[Records excerpted from a collection]
═══
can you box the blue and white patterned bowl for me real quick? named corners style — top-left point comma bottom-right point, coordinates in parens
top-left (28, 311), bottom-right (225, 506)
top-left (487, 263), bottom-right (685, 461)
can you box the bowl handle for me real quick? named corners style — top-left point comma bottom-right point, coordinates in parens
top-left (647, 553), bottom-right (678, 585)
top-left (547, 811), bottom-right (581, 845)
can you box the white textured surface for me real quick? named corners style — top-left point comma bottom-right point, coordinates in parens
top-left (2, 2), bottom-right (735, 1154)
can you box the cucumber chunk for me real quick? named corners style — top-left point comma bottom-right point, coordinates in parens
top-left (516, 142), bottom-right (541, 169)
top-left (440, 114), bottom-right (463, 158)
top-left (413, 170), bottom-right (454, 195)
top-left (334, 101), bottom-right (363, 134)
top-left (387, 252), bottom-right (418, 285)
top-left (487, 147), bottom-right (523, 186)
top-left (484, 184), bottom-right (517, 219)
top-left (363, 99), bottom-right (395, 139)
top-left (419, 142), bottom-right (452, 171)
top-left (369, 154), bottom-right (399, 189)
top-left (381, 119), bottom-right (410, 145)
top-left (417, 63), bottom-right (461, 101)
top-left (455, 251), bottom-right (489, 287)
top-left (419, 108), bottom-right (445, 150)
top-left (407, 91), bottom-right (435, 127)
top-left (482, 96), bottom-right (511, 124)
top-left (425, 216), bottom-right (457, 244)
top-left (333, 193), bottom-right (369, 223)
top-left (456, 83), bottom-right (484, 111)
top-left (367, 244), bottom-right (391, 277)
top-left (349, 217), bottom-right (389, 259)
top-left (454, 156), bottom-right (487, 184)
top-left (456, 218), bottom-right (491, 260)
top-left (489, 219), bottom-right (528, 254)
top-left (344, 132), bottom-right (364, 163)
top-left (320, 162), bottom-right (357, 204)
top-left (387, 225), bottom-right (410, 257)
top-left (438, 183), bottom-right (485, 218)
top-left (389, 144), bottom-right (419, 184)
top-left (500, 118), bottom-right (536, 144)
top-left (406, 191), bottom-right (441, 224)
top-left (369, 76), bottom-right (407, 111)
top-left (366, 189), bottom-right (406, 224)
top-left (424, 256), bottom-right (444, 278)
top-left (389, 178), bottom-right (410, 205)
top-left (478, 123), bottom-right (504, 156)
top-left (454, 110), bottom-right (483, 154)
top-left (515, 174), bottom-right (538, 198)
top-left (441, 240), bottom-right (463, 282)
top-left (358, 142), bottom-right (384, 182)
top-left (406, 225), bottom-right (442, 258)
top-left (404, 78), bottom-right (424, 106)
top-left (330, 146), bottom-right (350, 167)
═══
Nothing is to be left out: set down all the records again exactly.

can you box the blue and white patterned bowl for me real quick? named corners style — top-left point comma bottom-right point, coordinates in parens
top-left (28, 311), bottom-right (225, 506)
top-left (487, 263), bottom-right (685, 461)
can you box the bowl handle for me real quick? named corners style — top-left point comma bottom-right point, coordinates in parens
top-left (647, 553), bottom-right (678, 585)
top-left (547, 811), bottom-right (581, 845)
can you box the white textured surface for me real quick? named corners style — top-left point comma bottom-right point, coordinates in parens
top-left (2, 2), bottom-right (735, 1154)
can you box the cucumber chunk for me real quick? named corners style — top-left point comma bottom-right point, coordinates in parens
top-left (516, 142), bottom-right (541, 169)
top-left (440, 114), bottom-right (463, 158)
top-left (413, 170), bottom-right (454, 195)
top-left (334, 101), bottom-right (363, 134)
top-left (387, 252), bottom-right (418, 285)
top-left (487, 147), bottom-right (523, 186)
top-left (484, 184), bottom-right (517, 219)
top-left (363, 99), bottom-right (395, 139)
top-left (419, 142), bottom-right (452, 171)
top-left (369, 154), bottom-right (399, 189)
top-left (381, 119), bottom-right (410, 145)
top-left (417, 63), bottom-right (461, 101)
top-left (455, 251), bottom-right (489, 287)
top-left (419, 108), bottom-right (445, 150)
top-left (407, 91), bottom-right (435, 127)
top-left (482, 96), bottom-right (511, 124)
top-left (425, 216), bottom-right (457, 244)
top-left (333, 193), bottom-right (369, 223)
top-left (456, 83), bottom-right (484, 111)
top-left (367, 244), bottom-right (391, 277)
top-left (349, 217), bottom-right (389, 259)
top-left (454, 156), bottom-right (487, 184)
top-left (456, 218), bottom-right (491, 260)
top-left (489, 219), bottom-right (528, 254)
top-left (344, 132), bottom-right (364, 163)
top-left (320, 162), bottom-right (357, 204)
top-left (387, 225), bottom-right (410, 257)
top-left (438, 183), bottom-right (485, 218)
top-left (389, 144), bottom-right (419, 184)
top-left (500, 118), bottom-right (536, 144)
top-left (406, 191), bottom-right (441, 224)
top-left (369, 76), bottom-right (407, 111)
top-left (366, 189), bottom-right (406, 224)
top-left (424, 256), bottom-right (444, 278)
top-left (389, 178), bottom-right (410, 205)
top-left (478, 123), bottom-right (504, 156)
top-left (454, 110), bottom-right (483, 154)
top-left (515, 174), bottom-right (538, 198)
top-left (441, 240), bottom-right (463, 282)
top-left (358, 142), bottom-right (384, 182)
top-left (406, 225), bottom-right (442, 258)
top-left (404, 78), bottom-right (424, 106)
top-left (330, 146), bottom-right (350, 167)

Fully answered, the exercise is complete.